**WHAT TO PRODUCE:** Every entry below should be transcribed exactly; pictures stay out of the copy.

** begin **

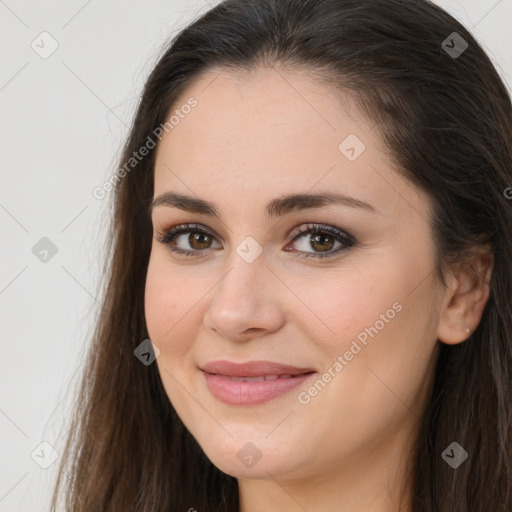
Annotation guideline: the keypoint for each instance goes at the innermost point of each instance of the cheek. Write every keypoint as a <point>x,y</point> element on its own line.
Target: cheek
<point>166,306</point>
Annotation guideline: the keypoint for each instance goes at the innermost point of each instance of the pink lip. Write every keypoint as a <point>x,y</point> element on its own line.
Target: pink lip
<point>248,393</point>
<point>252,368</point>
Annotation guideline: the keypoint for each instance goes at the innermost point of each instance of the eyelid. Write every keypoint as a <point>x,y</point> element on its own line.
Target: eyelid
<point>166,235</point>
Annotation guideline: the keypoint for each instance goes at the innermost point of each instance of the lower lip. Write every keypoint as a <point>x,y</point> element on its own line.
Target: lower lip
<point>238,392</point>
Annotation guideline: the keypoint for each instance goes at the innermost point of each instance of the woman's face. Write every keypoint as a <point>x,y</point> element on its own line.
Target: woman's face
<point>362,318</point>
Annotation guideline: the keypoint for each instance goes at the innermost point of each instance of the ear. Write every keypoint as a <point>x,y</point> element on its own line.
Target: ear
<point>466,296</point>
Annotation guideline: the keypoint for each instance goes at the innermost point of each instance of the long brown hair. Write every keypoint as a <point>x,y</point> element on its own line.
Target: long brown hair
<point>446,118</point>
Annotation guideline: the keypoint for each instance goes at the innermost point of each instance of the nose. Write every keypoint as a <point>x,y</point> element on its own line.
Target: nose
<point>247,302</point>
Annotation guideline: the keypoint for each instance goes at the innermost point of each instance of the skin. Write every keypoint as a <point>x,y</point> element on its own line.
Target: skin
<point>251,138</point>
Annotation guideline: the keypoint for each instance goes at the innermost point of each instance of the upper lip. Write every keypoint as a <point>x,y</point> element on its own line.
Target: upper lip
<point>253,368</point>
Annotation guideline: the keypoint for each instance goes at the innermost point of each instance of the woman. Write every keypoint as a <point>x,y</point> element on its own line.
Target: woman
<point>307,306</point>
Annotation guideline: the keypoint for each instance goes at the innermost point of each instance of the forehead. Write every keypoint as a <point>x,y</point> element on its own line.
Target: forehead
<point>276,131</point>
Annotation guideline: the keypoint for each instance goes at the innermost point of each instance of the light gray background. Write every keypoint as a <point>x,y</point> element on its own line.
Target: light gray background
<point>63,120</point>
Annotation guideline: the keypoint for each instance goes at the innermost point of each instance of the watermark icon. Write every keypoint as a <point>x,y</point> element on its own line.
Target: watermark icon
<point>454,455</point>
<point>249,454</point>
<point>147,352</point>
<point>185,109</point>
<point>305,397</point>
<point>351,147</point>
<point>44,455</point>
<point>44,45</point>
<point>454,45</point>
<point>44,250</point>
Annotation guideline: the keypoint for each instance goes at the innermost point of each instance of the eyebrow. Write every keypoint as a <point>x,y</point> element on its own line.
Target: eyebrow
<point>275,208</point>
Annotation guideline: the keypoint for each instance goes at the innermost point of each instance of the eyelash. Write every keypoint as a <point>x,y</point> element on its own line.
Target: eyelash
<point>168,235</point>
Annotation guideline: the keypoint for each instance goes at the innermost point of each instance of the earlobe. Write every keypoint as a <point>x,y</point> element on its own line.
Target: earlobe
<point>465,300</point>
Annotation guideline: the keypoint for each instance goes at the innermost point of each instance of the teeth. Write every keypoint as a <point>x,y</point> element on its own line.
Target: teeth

** end **

**EXERCISE RESPONSE:**
Annotation guideline: the keypoint for each instance goes at the innermost point of each instance of the cheek. Write every keypoint as a <point>x,y</point> element on its own line.
Target: cheek
<point>166,306</point>
Annotation guideline: the keypoint for each instance goes at the innermost point of each instance of the pink lip. Write every keypoint as a <point>x,y</point> element on its own line.
Target: pink lip
<point>248,393</point>
<point>252,368</point>
Annotation guideline: the keypoint for each instance goes at the innermost point of each instance of the eyelid. Write every keypoint as a <point>x,y</point> element on its own line.
Target: eyelid
<point>166,235</point>
Annotation guideline: the keypoint for each instance goes at the innermost point of each instance of the lower lip. Write every keypoint as a <point>x,y</point> element on its own line.
Target: lower lip
<point>238,392</point>
Annotation guideline: the keypoint for each instance goes at the innermost point of each instance of the woman's face. Write every keypoint as a <point>x,y</point> element on its own line.
Target: woman's face
<point>362,318</point>
Annotation guideline: the keypoint for each instance goes at the innermost point of each instance of the ear. Write every keypoint as a <point>x,y</point> element on its own line.
Target: ear
<point>466,296</point>
Annotation guideline: the keypoint for each instance goes at the innermost point of each instance of the long brown hair. Write every keypoint as a <point>x,y</point> element on its own line.
Target: long brown hair
<point>446,118</point>
Annotation guideline: the keypoint for each instance goes at the innermost point of each instance of the nose. Write every keypoint as a <point>x,y</point> element on its own line.
Target: nose
<point>247,302</point>
Annotation guideline: the keypoint for each instance goes at the innermost point of each instance of the skin. Write every keypoint as a <point>x,y</point> element on its own line.
Target: skin
<point>251,138</point>
Annotation guideline: the keypoint for each instance goes at the innermost point of each instance of the upper lip. Write every keypoint as a <point>x,y</point> element on its own line.
Target: upper lip
<point>253,368</point>
Annotation guideline: the keypoint for each instance goes at the innermost point of each instance of the woman. Write every keypoint as a <point>x,y</point> element on its own line.
Target: woman
<point>307,306</point>
Annotation guideline: the keypoint for each instance goes at the innermost point of each instance of the forehead. Write every keypoint as a <point>x,y</point> element on its own line.
Target: forehead
<point>276,131</point>
Annotation guideline: the keypoint for each instance goes at the innermost point of each instance of the light gray background. Write every keypoint as a <point>x,y</point> element on its own line.
Target: light gray background
<point>63,120</point>
Annotation guideline: the keypoint for each instance goes at the innermost point of each instance of the watermark icon. Write every keypoint as a <point>x,y</point> element on its own line.
Target: watermark icon
<point>454,455</point>
<point>249,454</point>
<point>147,352</point>
<point>185,109</point>
<point>305,397</point>
<point>351,147</point>
<point>44,455</point>
<point>44,45</point>
<point>454,45</point>
<point>44,250</point>
Annotation guideline: the keypoint for each instance goes at the innermost point of each instance of the eyebrow. Write every keypoint as a <point>x,y</point> element on its own line.
Target: eyebrow
<point>275,208</point>
Annotation guideline: the keypoint for each instance goes at the innermost point of each instance of the eyelash. Write every keypoint as a <point>x,y</point> element on its own line.
Target: eyelash
<point>168,235</point>
Annotation guideline: the keypoint for each instance goes at the innermost point of each instance of the earlobe. Write every keypoint as a <point>x,y</point> element on its own line.
Target: earlobe
<point>465,300</point>
Annotation guideline: the keypoint for each instance goes at the innermost point of each instance of the teeth. Write every keypoint as a <point>x,y</point> element on its own line.
Target: teeth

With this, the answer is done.